## Selection
════════════════

Sunday, October 14, 2018

Good diplomacy and things that suck donkey balls


“Good morning!” 
Try as I might I’ve yet to beat her to the good morning greeting draw. She always beats me to it and it’s always with a big smile on her face. I’ve seen her riding her bike to work when gunning it to make the green light to turn south on Road 136. I’m going way to fast to see her face but always try to look out of curiosity. I want to know if she’s smiling then too. 

Then I'll see her at the big company where we both work.  I don’t do the same kind of work as she does. I'm guessing she’s an engineer. I’m a language trainer. We’re both foreigners in Japan. That’s something we have in common. I come from an English speaking country and she from a non-English speaking one. I’ve heard her speak Japanese; she’s far more proficient in the native tongue of this land than I am. Her English proficiency is excellent too, or so I believe based on the few words we’ve exchanged. Thus she’s in no need of my language trainer services whatsoever. Many of her coworkers are however, so every morning I go to that company where she’s now working and sometimes we cross paths.

════════════════

## Tasks to carry out
- a) In the blog post, what kind of work does the writer do?
- b) Say whether each statement agrees with the blog post, answering yes or no and quoting the words that decide it: (i) The writer has managed to say good morning before she does. (ii) The writer and the woman are both foreigners in Japan. (iii) The woman speaks Japanese better than the writer does.
- c) Write the next part of the blog post, starting right after its last sentence.
The material after this has no connection to the blog post.

## Dataset content
════════════════

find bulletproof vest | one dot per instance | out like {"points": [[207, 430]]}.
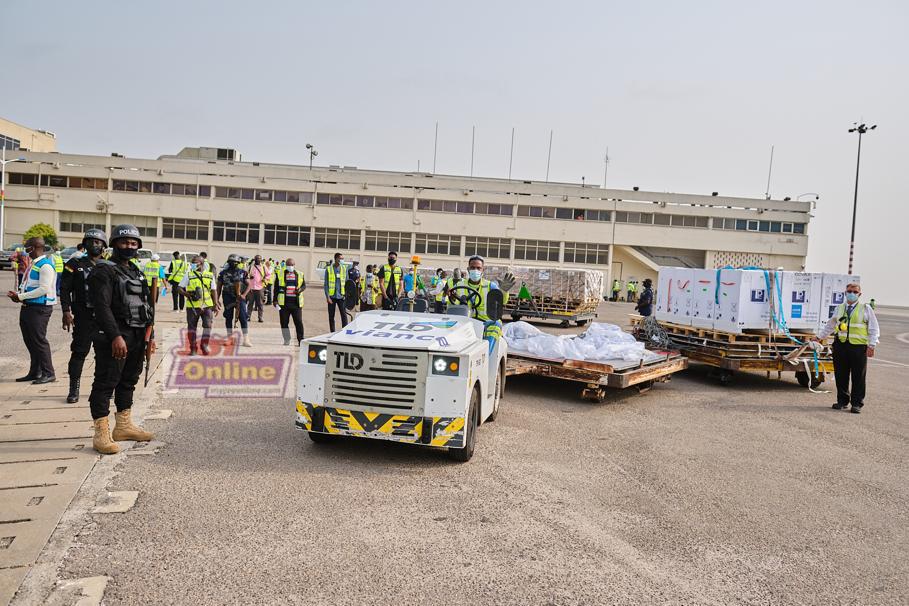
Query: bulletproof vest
{"points": [[132, 293]]}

════════════════

## Solved problems
- a) The writer is a language trainer.

- b)
(i) No: "Try as I might I’ve yet to beat her to the good morning greeting draw."
(ii) Yes: "We’re both foreigners in Japan."
(iii) Yes: "she’s far more proficient in the native tongue of this land than I am."

- c)
I’ve been going there for years now. She showed up a few months ago. I’ve seen her peers come and go over the years--people from India, Malaysia, Germany or other lands. I always say hello when I see a new face. Doing as much has led to meeting some nice people from elsewhere on this spinning ball of mud we all call home. I’ve yet to say hello to one quite like her though. There’s something a bit different about her. Her positive energy is downright contagious. It’s almost as if she glows. A mere catching that “good morning” call along with a glimpse of the big smile while passing in the aisle between the rows of desks sprawled out on the vast third floor always makes me want to smile too. I’ve been half asleep or daydreaming only to pass her and hear that cheery “Good Morning!” and Blamo! I’m smiling and before I know it my own cheery “Good morning!” has crossed my teeth and shot out in her direction. 

We've only spoken for more than a minute on a couple of occasions. One was when she was with the group of people waiting to use the room that I just finished teaching in. I spoke with her some that time while erasing the whiteboard and gathering my things. The other time was when there was a mix up in room assignments. I was supposed to teach class in the room that she was working in. She was the only one in there when I arrived only to find it filled with computers and all kinds of electrical equipment and circuit boards. I joked about it looking like the Matrix. Her already smiling face broke into a laugh, which made her seem to glow all the more. 

She's tiny. Her teeth are kind of crooked. Her skin is a bit blemished from what I’d guess was a bad case of teenage acne. On that latter occasion we met we spoke long enough for me to learn that she’s here from Malaysia and her I from the States. That’s about the most personal information we’ve ever really exchanged. I don’t even know her name, nor she mine. The only other thing I know about her is her religion.  

She's Muslim.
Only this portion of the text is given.